### Task prompt
Print out the data below with every line intact.

Dataset entries
+ + +
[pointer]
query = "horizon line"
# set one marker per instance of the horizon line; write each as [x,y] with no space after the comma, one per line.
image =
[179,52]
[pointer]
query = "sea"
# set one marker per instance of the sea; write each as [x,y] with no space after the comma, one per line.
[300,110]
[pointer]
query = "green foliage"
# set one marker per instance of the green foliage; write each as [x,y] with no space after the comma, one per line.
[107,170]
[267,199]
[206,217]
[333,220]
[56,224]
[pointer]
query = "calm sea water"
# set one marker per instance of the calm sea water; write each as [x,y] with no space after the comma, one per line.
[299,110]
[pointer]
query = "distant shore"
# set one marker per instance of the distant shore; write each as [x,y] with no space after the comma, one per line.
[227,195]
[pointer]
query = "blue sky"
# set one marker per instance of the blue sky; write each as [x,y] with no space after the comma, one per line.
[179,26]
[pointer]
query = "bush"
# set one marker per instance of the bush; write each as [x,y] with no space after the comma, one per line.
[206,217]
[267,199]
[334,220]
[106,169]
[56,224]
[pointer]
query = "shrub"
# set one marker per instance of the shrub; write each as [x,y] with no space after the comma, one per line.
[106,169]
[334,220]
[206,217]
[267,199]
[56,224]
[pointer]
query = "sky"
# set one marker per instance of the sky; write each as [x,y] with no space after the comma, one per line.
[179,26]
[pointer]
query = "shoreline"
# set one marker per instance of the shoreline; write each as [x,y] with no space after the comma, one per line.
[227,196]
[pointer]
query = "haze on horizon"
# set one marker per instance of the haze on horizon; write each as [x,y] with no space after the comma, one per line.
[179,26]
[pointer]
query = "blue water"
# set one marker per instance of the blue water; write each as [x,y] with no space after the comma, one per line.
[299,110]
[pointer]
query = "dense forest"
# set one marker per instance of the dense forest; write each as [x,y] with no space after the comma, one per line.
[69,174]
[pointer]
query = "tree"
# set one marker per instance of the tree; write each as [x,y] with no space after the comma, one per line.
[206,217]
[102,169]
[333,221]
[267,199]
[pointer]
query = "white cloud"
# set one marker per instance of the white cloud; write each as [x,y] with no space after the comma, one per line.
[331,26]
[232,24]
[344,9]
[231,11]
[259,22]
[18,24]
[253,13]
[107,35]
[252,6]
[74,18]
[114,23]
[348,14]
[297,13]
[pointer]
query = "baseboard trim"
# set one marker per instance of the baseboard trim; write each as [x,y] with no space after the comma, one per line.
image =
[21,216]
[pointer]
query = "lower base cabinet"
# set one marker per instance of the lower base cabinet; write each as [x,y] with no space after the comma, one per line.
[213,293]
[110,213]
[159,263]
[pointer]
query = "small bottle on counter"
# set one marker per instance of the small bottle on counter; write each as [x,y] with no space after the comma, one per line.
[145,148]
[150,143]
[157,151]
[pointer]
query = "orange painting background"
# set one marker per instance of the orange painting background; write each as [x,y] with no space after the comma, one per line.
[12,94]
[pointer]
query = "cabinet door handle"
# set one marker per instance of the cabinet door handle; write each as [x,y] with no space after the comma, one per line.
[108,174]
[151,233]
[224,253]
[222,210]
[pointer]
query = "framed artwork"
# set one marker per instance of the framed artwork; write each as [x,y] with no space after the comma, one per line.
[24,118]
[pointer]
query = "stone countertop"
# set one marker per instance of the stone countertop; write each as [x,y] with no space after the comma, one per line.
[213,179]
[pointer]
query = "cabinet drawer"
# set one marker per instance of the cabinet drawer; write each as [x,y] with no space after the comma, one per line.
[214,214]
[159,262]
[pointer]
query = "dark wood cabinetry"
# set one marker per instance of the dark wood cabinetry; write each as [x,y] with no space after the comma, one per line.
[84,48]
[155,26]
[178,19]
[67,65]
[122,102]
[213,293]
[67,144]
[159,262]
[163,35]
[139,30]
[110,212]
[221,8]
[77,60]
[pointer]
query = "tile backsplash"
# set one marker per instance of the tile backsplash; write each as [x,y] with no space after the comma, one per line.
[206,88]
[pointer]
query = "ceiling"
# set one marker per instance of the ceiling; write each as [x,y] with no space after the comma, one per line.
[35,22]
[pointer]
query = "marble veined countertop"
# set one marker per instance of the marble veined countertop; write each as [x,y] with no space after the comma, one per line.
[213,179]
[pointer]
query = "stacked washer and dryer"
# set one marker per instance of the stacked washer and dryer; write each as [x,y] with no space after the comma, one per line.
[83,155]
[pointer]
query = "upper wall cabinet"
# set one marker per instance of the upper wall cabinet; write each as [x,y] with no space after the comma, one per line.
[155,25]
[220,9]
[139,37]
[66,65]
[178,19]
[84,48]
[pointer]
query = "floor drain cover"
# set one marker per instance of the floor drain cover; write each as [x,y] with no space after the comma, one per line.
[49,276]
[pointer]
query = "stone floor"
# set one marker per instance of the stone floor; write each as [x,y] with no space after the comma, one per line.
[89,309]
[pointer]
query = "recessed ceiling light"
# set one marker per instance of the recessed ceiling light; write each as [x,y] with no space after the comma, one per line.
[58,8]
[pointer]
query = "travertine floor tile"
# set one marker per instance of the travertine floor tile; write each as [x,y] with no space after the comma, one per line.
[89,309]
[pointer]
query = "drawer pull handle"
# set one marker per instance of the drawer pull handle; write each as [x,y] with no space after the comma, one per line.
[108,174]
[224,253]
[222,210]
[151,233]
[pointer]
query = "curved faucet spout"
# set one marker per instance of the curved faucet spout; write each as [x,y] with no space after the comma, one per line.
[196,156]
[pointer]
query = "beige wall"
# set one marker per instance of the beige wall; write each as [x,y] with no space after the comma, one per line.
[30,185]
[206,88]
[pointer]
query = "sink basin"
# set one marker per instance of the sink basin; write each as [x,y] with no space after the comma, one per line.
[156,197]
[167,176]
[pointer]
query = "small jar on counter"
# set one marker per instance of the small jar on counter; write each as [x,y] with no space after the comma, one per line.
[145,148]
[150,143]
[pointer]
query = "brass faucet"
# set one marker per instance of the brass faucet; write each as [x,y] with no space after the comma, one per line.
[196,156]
+ + +
### Task result
[pointer]
query = "horizon line"
# set one marker per instance of the horizon line; write each as [x,y] with no space after the comma, one per line.
image =
[179,52]
[pointer]
query = "sea"
# set one marker per instance of the sea; write each as [x,y] with no space after the comma, one per line.
[300,110]
[pointer]
query = "green foliage"
# set one marker per instance of the green foliage; write each as [x,y] with no space after the comma, one per line.
[107,170]
[267,199]
[206,217]
[333,220]
[56,224]
[pointer]
query = "calm sea water"
# set one marker per instance of the calm sea water; write each as [x,y] with no space after the comma, one per line.
[299,110]
[pointer]
query = "distant shore"
# set one marker per instance of the distant shore; write each as [x,y] with no space after the comma, one per line.
[227,195]
[pointer]
query = "blue sky"
# set one marker per instance of the blue sky; write each as [x,y] with no space after the comma, one per line.
[179,26]
[pointer]
query = "bush"
# set one marker per instance of the bush; write each as [x,y] with no space after the comma, one per line.
[206,217]
[267,199]
[334,220]
[106,169]
[56,224]
[pointer]
query = "shrub"
# set one marker per instance of the shrub; write each as [x,y] with no space after the comma, one per line.
[106,169]
[334,220]
[206,217]
[267,199]
[56,224]
[pointer]
query = "sky"
# set one marker per instance of the sky; write each as [x,y] with no space after the comma, one per line.
[179,26]
[pointer]
query = "shoreline"
# set one marker per instance of the shoreline; write each as [x,y] with no space after the comma, one per line.
[227,196]
[pointer]
query = "haze on horizon"
# set one marker per instance of the haze on horizon; write each as [x,y] with no space after the comma, one per line.
[179,26]
[pointer]
query = "blue water"
# set one marker per instance of the blue water; write each as [x,y] with no space after the comma, one per line.
[299,110]
[pointer]
query = "dense forest"
# set one marker per instance of the dense forest; write each as [x,y] with no space after the comma, one per line.
[69,174]
[pointer]
query = "tree"
# set one marker per instance of the tree; write each as [x,y] with no space after the comma, one per line.
[206,217]
[102,169]
[333,221]
[267,199]
[pointer]
query = "white cloud"
# set one marker per instance of the white cloud; write each as [x,y] with no space after the comma, one per line.
[331,26]
[232,24]
[344,9]
[231,11]
[259,22]
[18,24]
[253,13]
[107,35]
[252,6]
[74,18]
[114,23]
[348,14]
[297,13]
[pointer]
query = "baseboard trim"
# set one marker per instance of the baseboard trim; write each as [x,y] with no space after the comma, one per line.
image =
[21,216]
[pointer]
query = "lower base cabinet"
# set one marker per instance of the lower base cabinet; write each as [x,y] with no space after the comma, one per line.
[213,293]
[110,213]
[159,263]
[pointer]
query = "small bottle on counter"
# set one marker per instance of the small bottle on counter; write each as [x,y] with no space after the comma, one per line.
[145,148]
[150,143]
[157,151]
[pointer]
query = "orange painting background"
# set one marker per instance of the orange painting background; write each as [x,y] with no space after the comma, one per line.
[12,94]
[pointer]
query = "cabinet door handle"
# set one marker per instance of the cabinet door handle; write each as [x,y] with no space after the comma, one per line.
[108,174]
[151,233]
[224,253]
[222,210]
[pointer]
query = "framed artwork"
# set one marker per instance of the framed artwork; write each as [x,y] with no space after the comma, one per line.
[24,118]
[pointer]
query = "stone countertop"
# set one marker per instance of the stone countertop; write each as [x,y] with no space after the comma, one per line.
[213,179]
[pointer]
query = "cabinet drawer"
# set one marker per instance of the cabinet drawer; write each as [x,y] with no space after the comma, one per line.
[214,214]
[159,262]
[pointer]
query = "dark wood cabinetry"
# set one marker per instance of the dark wood cabinetry; write each as [x,y] with no space after the comma, one per line.
[84,48]
[155,26]
[178,19]
[67,65]
[122,102]
[213,293]
[67,144]
[159,262]
[163,35]
[139,30]
[110,212]
[221,8]
[77,60]
[pointer]
query = "tile backsplash"
# set one marker per instance of the tile backsplash; write each as [x,y] with no space after the comma, one per line.
[206,88]
[pointer]
query = "ceiling"
# set one marker per instance of the ceiling; write each as [x,y] with no space after the comma, one per line.
[35,22]
[pointer]
query = "marble veined countertop"
# set one marker per instance of the marble veined countertop; write each as [x,y] with no space after the comma, one per line.
[213,179]
[pointer]
query = "stacked washer and dryer"
# set one marker per instance of the stacked washer and dryer; write each as [x,y] with no space after the comma, one per line.
[83,155]
[pointer]
query = "upper wall cabinet"
# set one marker per instance of the upper wall cabinet; write each as [x,y] with no space after the comma, one per line.
[155,25]
[220,9]
[139,37]
[66,65]
[178,19]
[84,48]
[pointer]
query = "floor drain cover"
# set one marker per instance of the floor drain cover; write each as [x,y] with no space after the comma, one per line.
[49,276]
[pointer]
query = "stone floor"
# set one marker per instance of the stone floor; write each as [x,y] with no space after the comma, one per line.
[89,309]
[pointer]
query = "recessed ceiling light"
# set one marker per instance of the recessed ceiling light; write each as [x,y] with no space after the comma, one per line.
[58,8]
[pointer]
query = "travertine floor tile"
# set one marker per instance of the travertine floor tile; write each as [x,y] with no space after the comma, one per line.
[89,309]
[pointer]
query = "drawer pull handle"
# set one marker per instance of the drawer pull handle; write each as [x,y] with no space after the comma, one per line.
[108,174]
[224,253]
[222,210]
[151,233]
[pointer]
query = "curved faucet spout"
# set one marker per instance of the curved faucet spout; write each as [x,y] with no space after the comma, one per line.
[196,156]
[pointer]
query = "beige wall"
# set one marker per instance of the beige wall; write each as [x,y] with no space after the comma, one per line.
[30,185]
[206,88]
[pointer]
query = "sink basin"
# set one marker per instance of the sink basin; write each as [x,y] with no space after the comma, one per line.
[156,197]
[167,176]
[pointer]
query = "small jar on counter"
# set one marker per instance of the small jar on counter; write each as [x,y] with no space after the comma, one per line.
[145,148]
[150,143]
[pointer]
query = "brass faucet"
# set one marker per instance of the brass faucet; write each as [x,y] with no space after the comma, one per line.
[196,156]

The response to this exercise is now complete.